--- Start Source passage ---

# specialized bg saddles



## g-dawg (Jan 30, 2009)

For those of you who have used a body geometry saddle do you like it? Which model do you have, pros and cons. Thanks for your replies.


----------



## PJ352 (Dec 5, 2007)

g-dawg said:


> For those of you who have used a body geometry saddle do you like it? Which model do you have, pros and cons. Thanks for your replies.


Unless I'm missing something, they're all BG saddles. I know you asked about models, but any of particular interest?


----------



## g-dawg (Jan 30, 2009)

PJ352 said:


> Unless I'm missing something, they're all BG saddles. I know you asked about models, but any of particular interest?


I was thinking of the avatar or the taupe. I want to start riding 3 or 4 hours at a time, and the stock saddle that came on my Allez isn't going to cut it.


----------



## teapotter (Feb 1, 2007)

I have the toupe 155 and couldn't be happier. Saddle choice is *very* subjective though...


----------



## felix5150 (Mar 15, 2009)

I have both saddles size 143 and am very happy with them. The toupe is on my tarmac pro that I use for longer w/e rides and the avatar is on my daily commuter trek 1000. I never have to think about my arse when I'm riding, which is the last thing I want to do. I've had some saddles where that was the only thing I thought about and how soon was this ride going to be over. The most important thing is to get a saddle that fits you, so while they work for me, they may not work for you.


----------



## pdainsworth (Jun 6, 2004)

I am running the new Avatar Team, and have been quite happy with it. I have always liked the shape of the Avatar gel, but it IS kinda tanky, and a little too soft. The Toupe is a little too firm. SO far, the Avatar Team is JUST RIGHT! (Yes, I know that sounded like Goldilocks... sorry.)


----------



## eplanajr (May 11, 2009)

I had the stocker on my 2009 Allez. I bought a Spec. BG Avatar Gel 155 and I really love it. Completely new bike now. 

Get your sit bones "measured."


----------



## A-Hol (Dec 16, 2007)

I have ridden Toupe on my Tarmac and have switched to the Phenom. Love it! Never tried the gel versions.


----------



## g-dawg (Jan 30, 2009)

Thanks for the replies. I'm definately going to get fitted and check them out a little closer.


----------



## eplanajr (May 11, 2009)

--- End Source passage ---
--- Start Material shown ---

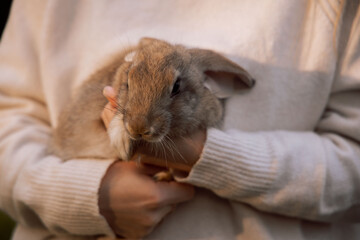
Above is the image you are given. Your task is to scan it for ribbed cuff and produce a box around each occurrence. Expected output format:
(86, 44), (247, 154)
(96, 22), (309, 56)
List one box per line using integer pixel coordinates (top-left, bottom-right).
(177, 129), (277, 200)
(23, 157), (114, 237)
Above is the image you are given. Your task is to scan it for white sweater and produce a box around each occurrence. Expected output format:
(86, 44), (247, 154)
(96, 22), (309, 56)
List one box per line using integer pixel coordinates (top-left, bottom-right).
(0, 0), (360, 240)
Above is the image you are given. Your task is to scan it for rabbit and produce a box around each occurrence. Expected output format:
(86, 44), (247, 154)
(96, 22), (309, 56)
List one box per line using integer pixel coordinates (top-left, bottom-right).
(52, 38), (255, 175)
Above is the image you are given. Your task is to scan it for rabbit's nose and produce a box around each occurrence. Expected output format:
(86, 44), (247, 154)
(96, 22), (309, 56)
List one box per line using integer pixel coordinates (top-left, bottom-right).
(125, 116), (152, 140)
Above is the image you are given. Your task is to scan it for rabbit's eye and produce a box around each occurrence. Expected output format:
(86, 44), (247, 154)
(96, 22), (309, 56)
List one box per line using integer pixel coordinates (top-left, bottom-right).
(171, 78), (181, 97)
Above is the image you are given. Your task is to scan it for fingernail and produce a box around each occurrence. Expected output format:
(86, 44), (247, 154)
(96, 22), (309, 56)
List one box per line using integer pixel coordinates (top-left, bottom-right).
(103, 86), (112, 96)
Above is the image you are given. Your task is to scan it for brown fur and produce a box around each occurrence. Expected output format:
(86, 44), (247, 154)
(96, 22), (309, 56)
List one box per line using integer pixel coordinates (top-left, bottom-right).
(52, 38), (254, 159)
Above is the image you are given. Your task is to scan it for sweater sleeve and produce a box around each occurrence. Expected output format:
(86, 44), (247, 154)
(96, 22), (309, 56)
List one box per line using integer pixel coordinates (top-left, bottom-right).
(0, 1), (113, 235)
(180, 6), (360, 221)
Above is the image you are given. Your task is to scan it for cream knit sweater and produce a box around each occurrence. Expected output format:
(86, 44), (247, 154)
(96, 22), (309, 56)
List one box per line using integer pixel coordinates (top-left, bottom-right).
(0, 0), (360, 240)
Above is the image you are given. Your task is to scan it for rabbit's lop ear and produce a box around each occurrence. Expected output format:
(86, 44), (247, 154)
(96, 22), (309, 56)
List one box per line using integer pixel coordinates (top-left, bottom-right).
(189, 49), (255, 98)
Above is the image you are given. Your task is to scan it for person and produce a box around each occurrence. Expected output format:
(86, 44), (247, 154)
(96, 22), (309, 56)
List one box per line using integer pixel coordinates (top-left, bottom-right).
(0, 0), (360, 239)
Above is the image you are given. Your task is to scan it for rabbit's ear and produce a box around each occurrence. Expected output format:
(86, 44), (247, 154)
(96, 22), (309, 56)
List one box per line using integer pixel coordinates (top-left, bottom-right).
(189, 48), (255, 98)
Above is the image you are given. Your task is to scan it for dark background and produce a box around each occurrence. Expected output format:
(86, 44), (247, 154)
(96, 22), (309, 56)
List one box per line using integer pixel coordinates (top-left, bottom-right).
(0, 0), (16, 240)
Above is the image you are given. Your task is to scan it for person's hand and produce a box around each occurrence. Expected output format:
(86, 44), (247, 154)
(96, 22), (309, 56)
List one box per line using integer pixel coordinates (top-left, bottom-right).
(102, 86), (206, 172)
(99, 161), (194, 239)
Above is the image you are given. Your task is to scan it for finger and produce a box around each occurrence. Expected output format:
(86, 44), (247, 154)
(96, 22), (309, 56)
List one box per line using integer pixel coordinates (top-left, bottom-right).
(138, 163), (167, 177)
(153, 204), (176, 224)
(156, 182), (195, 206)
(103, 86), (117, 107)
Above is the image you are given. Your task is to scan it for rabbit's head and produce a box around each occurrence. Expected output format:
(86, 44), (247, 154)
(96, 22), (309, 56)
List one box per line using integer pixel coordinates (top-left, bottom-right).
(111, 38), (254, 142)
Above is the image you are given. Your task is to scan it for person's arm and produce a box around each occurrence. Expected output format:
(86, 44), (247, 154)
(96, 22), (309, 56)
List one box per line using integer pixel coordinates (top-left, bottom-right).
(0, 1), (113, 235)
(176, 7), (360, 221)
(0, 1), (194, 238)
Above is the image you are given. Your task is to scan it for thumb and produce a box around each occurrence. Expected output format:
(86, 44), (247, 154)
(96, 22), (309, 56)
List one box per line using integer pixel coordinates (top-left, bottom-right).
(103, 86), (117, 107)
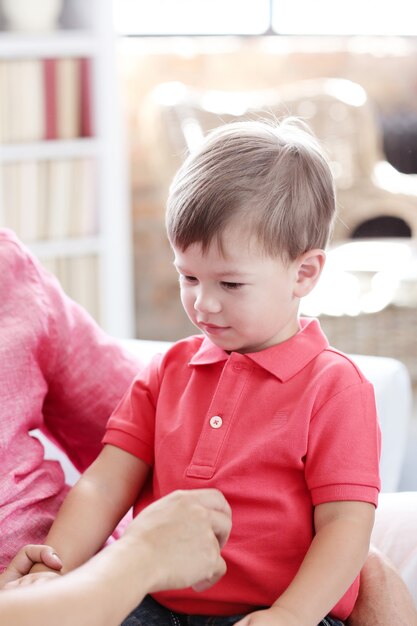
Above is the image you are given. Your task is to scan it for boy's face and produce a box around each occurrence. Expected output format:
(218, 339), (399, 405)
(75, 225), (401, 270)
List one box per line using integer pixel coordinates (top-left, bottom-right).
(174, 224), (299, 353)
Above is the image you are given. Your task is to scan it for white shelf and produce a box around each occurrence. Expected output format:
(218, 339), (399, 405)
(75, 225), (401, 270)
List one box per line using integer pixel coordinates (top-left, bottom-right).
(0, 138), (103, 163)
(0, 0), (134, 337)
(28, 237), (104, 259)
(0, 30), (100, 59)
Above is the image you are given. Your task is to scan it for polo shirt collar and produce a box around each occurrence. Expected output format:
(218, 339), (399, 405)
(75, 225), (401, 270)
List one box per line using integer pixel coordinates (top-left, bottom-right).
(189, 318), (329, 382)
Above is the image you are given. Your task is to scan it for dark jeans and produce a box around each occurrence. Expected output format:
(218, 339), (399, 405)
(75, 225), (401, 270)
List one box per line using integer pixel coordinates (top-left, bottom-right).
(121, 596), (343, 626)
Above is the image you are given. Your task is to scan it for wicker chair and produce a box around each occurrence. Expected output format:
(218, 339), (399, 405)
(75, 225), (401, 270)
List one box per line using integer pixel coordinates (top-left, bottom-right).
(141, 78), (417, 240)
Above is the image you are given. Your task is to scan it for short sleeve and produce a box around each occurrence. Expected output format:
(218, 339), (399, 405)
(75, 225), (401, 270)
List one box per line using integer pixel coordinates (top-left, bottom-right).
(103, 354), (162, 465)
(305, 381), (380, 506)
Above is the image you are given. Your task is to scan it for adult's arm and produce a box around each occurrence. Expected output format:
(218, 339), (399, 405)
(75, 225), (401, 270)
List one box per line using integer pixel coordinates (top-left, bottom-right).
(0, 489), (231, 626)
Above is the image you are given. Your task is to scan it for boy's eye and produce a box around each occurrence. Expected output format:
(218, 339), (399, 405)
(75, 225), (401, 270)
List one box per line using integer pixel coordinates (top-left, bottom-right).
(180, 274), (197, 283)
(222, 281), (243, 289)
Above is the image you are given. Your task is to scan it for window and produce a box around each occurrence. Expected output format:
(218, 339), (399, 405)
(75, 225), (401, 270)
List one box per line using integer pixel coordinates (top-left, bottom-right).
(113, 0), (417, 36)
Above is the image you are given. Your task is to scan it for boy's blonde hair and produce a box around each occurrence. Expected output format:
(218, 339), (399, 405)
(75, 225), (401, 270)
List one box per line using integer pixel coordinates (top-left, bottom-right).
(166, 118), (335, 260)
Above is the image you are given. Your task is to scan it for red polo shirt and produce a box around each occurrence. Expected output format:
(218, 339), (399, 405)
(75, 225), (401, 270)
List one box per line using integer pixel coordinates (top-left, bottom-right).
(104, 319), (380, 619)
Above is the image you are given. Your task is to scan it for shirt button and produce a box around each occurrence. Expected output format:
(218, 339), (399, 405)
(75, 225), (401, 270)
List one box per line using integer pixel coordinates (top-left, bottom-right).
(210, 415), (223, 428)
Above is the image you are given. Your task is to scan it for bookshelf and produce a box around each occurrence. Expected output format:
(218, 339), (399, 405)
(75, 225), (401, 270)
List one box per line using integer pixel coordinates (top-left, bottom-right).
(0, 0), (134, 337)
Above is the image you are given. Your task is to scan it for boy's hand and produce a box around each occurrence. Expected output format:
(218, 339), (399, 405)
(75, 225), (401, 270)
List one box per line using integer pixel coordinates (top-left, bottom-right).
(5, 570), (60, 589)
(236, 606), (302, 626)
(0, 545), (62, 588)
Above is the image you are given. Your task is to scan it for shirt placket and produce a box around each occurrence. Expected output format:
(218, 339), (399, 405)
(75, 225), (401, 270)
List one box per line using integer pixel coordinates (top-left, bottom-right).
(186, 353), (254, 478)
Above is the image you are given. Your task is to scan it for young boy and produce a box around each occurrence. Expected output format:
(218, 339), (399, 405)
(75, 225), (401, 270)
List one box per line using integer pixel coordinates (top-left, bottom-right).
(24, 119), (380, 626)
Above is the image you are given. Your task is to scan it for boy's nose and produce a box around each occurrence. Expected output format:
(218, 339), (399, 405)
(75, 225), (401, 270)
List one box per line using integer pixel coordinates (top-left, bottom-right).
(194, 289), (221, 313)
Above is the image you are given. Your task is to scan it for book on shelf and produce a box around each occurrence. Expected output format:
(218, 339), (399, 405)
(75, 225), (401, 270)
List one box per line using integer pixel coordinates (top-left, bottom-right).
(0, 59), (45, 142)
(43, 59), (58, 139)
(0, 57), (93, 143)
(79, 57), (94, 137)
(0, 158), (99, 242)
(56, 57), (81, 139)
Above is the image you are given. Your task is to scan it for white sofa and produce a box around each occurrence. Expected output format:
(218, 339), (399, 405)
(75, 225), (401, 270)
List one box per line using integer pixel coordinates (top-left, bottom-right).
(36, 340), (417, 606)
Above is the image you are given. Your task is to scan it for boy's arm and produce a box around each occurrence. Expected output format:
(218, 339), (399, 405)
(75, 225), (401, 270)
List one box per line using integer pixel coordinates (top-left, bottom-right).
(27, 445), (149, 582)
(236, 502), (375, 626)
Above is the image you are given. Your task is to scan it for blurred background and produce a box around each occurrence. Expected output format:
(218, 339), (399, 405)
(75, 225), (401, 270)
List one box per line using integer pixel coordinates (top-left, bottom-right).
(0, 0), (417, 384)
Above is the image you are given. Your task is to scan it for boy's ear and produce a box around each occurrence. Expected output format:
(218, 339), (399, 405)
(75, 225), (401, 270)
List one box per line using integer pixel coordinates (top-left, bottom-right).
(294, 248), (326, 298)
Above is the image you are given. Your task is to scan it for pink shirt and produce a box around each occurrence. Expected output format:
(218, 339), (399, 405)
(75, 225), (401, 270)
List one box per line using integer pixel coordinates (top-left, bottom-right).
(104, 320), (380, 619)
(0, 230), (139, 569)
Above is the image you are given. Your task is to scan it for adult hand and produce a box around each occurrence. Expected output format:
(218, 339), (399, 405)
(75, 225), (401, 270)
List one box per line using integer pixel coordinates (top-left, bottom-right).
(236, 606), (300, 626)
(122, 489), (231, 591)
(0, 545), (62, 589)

--- End Material shown ---
--- Start Material shown ---

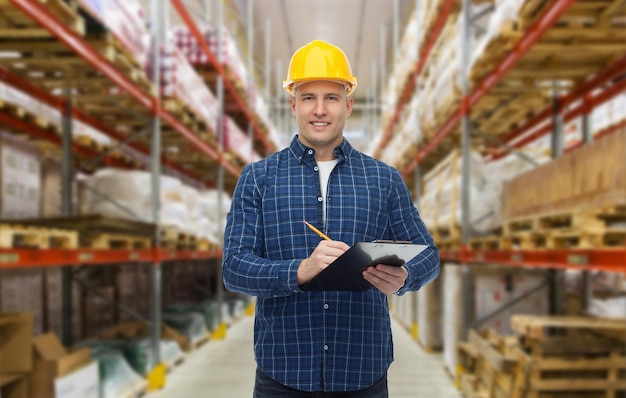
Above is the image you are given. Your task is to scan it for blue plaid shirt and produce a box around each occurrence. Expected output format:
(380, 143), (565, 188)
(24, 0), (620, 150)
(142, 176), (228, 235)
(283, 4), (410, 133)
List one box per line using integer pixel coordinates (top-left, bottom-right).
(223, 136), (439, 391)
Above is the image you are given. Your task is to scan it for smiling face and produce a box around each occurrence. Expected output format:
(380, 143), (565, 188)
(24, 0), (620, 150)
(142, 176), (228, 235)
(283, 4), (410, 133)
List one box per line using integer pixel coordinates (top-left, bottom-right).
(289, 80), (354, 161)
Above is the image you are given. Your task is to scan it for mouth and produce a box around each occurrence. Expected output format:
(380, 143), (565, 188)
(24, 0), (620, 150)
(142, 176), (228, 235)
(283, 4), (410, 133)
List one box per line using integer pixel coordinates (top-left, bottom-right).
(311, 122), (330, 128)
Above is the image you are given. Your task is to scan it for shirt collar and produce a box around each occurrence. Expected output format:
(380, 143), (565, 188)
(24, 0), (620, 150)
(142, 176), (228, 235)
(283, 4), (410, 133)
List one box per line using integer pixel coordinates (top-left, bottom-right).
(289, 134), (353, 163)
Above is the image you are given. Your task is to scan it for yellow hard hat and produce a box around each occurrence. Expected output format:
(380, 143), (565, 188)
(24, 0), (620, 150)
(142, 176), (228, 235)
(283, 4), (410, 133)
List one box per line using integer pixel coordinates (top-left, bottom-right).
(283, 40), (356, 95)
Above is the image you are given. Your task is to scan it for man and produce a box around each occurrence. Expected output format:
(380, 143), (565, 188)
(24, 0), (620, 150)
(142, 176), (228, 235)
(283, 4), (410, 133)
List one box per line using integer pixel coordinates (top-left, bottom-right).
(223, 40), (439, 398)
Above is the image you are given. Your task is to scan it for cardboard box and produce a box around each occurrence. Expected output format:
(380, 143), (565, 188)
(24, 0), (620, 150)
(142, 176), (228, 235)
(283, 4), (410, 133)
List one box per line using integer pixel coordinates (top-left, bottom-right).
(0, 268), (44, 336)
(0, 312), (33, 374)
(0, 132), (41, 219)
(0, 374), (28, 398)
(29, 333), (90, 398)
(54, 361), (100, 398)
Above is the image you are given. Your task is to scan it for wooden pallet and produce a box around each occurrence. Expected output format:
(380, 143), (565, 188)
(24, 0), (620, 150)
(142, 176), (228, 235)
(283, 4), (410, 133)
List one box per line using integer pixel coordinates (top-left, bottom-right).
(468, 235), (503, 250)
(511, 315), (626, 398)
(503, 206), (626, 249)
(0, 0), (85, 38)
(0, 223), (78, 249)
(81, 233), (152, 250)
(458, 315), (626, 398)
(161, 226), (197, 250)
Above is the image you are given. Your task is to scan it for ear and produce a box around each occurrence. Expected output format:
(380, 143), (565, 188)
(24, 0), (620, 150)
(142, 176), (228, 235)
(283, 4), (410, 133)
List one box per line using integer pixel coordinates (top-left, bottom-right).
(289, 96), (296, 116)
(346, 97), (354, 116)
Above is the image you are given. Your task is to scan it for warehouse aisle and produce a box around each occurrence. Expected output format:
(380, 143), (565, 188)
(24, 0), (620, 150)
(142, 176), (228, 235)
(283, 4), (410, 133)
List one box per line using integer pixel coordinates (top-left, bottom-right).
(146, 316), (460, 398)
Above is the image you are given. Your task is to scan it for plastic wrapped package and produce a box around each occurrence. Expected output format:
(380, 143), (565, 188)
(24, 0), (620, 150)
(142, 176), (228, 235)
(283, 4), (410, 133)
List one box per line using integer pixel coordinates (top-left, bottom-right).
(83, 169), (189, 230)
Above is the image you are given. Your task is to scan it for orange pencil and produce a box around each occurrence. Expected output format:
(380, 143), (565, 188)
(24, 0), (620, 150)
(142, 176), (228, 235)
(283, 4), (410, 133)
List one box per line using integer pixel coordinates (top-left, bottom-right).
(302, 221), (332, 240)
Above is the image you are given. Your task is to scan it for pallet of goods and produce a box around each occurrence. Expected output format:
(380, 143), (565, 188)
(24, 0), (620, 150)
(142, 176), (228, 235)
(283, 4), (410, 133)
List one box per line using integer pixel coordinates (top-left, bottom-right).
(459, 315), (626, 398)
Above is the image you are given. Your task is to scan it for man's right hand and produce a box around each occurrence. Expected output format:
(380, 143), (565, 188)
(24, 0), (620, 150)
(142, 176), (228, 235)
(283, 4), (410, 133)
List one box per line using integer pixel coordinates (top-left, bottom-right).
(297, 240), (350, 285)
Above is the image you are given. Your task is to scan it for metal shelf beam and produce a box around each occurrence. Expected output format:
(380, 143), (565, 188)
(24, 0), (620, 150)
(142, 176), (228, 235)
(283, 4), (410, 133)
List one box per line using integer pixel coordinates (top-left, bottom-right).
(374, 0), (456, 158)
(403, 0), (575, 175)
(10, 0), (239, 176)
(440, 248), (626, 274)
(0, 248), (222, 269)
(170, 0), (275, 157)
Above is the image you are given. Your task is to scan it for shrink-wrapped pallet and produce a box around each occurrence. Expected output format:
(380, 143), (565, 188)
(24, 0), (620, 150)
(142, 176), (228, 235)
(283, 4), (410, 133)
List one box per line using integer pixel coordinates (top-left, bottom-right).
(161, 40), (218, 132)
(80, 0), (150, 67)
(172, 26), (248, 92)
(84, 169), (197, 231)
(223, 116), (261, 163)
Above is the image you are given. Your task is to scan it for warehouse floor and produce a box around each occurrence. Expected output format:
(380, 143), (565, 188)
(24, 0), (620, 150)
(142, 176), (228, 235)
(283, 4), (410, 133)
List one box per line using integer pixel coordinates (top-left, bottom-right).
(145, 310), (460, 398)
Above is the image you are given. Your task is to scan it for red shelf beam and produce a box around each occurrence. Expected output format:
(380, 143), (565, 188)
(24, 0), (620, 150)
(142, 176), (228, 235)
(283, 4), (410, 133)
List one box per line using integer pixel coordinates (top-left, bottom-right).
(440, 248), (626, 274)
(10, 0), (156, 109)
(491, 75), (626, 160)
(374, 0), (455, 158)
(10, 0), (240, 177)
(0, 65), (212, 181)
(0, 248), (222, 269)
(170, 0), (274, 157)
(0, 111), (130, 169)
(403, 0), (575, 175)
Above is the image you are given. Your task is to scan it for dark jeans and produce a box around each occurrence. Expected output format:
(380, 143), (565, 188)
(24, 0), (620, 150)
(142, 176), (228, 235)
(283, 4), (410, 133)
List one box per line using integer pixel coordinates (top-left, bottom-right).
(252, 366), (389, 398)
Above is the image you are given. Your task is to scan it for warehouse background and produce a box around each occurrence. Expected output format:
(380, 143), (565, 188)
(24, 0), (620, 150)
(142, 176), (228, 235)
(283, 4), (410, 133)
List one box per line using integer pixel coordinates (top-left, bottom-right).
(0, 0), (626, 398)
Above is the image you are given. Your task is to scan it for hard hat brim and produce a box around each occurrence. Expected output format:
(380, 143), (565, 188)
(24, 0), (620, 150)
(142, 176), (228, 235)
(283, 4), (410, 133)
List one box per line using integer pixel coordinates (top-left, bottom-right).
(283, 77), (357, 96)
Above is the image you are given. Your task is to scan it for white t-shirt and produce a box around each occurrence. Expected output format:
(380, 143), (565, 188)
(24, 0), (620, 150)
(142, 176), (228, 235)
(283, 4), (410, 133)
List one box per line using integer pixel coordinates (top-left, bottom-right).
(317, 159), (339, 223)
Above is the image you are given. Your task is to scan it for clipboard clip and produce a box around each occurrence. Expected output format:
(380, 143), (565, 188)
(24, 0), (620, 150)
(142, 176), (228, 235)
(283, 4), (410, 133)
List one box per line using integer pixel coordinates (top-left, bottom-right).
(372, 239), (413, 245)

--- End Material shown ---
--- Start Material shown ---

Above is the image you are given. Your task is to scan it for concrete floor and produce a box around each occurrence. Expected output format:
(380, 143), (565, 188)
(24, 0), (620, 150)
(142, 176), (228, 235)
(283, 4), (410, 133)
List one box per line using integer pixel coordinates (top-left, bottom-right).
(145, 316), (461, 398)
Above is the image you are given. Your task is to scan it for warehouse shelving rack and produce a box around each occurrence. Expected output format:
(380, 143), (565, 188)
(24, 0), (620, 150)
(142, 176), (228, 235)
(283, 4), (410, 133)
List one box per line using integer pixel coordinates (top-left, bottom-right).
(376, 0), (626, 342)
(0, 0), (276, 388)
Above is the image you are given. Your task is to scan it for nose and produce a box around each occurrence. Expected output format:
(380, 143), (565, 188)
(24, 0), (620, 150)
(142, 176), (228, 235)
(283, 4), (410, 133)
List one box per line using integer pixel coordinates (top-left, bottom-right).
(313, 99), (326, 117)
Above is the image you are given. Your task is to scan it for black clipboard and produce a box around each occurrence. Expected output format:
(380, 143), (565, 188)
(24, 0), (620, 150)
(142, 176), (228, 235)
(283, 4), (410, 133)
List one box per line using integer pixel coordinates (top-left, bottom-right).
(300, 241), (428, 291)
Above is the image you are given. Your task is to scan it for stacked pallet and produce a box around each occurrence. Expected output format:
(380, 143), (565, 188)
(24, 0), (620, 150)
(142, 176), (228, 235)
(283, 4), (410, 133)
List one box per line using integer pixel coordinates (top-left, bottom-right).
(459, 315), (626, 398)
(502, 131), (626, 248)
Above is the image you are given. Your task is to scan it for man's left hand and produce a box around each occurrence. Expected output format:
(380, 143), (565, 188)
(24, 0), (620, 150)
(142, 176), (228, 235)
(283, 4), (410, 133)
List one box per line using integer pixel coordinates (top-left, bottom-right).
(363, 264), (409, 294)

--- End Material shown ---

* Exercises:
**A.** Answer these questions from the saddle thread:
(i) Which bike did g-dawg say came with the stock saddle?
(ii) On which bike does felix5150 use the Toupe?
(iii) Which saddle did A-Hol switch to after riding the Toupe?
**B.** For each statement, say whether it agrees with the saddle thread, and quote the words that decide it:
(i) teapotter owns the Toupe 155.
(ii) pdainsworth finds the Toupe a little too soft.
(iii) A-Hol has tried the gel versions.
Rely solely on the saddle thread when responding, not on the items.

* In response:
**A.**
(i) An Allez
(ii) A Tarmac Pro
(iii) The Phenom

**B.**
(i) Yes: "I have the toupe 155 and couldn't be happier."
(ii) No: "The Toupe is a little too firm."
(iii) No: "Never tried the gel versions."